== Exercise data

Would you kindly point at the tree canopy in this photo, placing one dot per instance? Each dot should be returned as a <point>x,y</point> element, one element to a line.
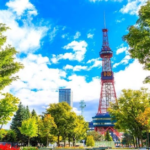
<point>29,128</point>
<point>8,105</point>
<point>8,65</point>
<point>129,106</point>
<point>45,126</point>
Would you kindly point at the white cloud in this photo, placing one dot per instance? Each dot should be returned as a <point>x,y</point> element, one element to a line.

====

_Brief_.
What comes back should match the records exactly, minus any pictures.

_Exercise output_.
Would you kindly point at the tree canopy in this photo, placing one dot per instance? Each dot should be returned as a <point>x,y</point> element, one element to a line.
<point>29,128</point>
<point>8,105</point>
<point>8,65</point>
<point>129,106</point>
<point>45,126</point>
Would you kindly point at the white cloud in this photo, placing one dot per instance? Each dot should be returned as a <point>x,y</point> element, one element to a line.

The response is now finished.